# EXERCISE 1
In the Clear Music piece, where did Mattijs van Andel and Jarl Hector first get talking?

# DOCUMENT

________

Mattijs van Andel and Jarl Hector got talking at a Sony listening session in 2016. That same evening they attended Amsterdam Dance Event together. Yet the fact that their skillsets were a match made in entrepreneurial heaven became apparent to them much later. Jarl is a musician and creative producer and Mattijs a business and legal advisor for the TV, film and music.

‘But the fun thing about this industry is, you don’t focus on selling as much as on building relationships on a shared passion.’ When Mattijs took to freelancing something started brewing. After Jarls sabbatical in Asia the guys reconnected. Slowly but surely a name, a brand and a mission came into existence. Clear Music was born.

How did you land on the name?

 

J: Clear Music means synergy between my creative and Mattijs’ legal experience. You’ll find plenty of people making good music in a studio, but many lack the required knowledge on copyright to know how to serve the international market. The year I sat atop that mountain in India, I experienced some sincere clarity of mind. The sound and message of the work we create for brands, I realised, need to be crystal clear.

________

# EXERCISE 2
In the listing, change "junction survey" to "intersection survey" in the lines from the one holding "of the power" through the end of the listing, inclusive. Return only those lines, with everything else left as it is.

________

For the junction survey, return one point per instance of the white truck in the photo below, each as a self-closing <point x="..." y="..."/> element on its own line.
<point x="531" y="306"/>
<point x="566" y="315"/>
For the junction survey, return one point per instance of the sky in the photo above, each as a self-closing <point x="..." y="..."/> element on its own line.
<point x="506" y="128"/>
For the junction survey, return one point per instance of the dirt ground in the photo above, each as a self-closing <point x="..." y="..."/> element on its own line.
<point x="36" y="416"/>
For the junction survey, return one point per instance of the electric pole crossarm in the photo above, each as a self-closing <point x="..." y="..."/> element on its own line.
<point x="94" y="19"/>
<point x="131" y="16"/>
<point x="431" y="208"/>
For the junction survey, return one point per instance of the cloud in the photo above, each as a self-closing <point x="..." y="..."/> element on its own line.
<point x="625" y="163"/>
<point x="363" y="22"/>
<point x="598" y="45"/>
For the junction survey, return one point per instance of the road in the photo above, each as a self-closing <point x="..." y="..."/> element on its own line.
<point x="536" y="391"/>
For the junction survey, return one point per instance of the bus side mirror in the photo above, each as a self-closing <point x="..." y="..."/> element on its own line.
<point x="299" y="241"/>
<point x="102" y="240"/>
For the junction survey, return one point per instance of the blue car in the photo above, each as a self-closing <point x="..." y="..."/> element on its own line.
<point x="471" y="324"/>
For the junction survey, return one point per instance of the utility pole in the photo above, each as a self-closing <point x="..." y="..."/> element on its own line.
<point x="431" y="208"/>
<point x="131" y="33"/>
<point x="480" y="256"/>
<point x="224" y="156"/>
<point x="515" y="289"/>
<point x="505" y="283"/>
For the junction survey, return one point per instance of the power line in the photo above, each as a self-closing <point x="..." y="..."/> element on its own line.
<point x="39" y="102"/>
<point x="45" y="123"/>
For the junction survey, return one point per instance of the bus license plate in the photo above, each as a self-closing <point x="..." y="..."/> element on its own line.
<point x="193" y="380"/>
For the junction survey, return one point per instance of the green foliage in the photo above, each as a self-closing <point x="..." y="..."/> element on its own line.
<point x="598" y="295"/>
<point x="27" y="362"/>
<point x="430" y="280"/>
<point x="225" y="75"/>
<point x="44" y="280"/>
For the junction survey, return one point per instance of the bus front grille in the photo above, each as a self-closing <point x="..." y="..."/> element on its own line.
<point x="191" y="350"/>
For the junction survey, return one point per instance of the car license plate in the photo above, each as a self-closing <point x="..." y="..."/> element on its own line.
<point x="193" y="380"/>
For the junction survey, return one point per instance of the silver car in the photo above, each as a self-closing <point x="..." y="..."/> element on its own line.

________

# TASK OUTPUT 1
At a Sony listening session in 2016.

# TASK OUTPUT 2
For the intersection survey, return one point per instance of the power line in the photo above, each as a self-closing <point x="..." y="..."/> element on its own line.
<point x="39" y="102"/>
<point x="45" y="123"/>
For the intersection survey, return one point per instance of the bus license plate in the photo above, each as a self-closing <point x="..." y="..."/> element on its own line.
<point x="193" y="380"/>
For the intersection survey, return one point per instance of the green foliage in the photo above, each as a self-closing <point x="..." y="..."/> element on its own line.
<point x="598" y="295"/>
<point x="27" y="362"/>
<point x="430" y="280"/>
<point x="225" y="75"/>
<point x="44" y="280"/>
For the intersection survey, return one point per instance of the bus front grille in the photo above, each as a self-closing <point x="..." y="..."/> element on its own line.
<point x="191" y="350"/>
For the intersection survey, return one point per instance of the car license plate in the photo above, each as a self-closing <point x="..." y="..."/> element on its own line.
<point x="193" y="380"/>
For the intersection survey, return one point per instance of the silver car in the photo above, each as a self-closing <point x="..." y="..."/> element on its own line.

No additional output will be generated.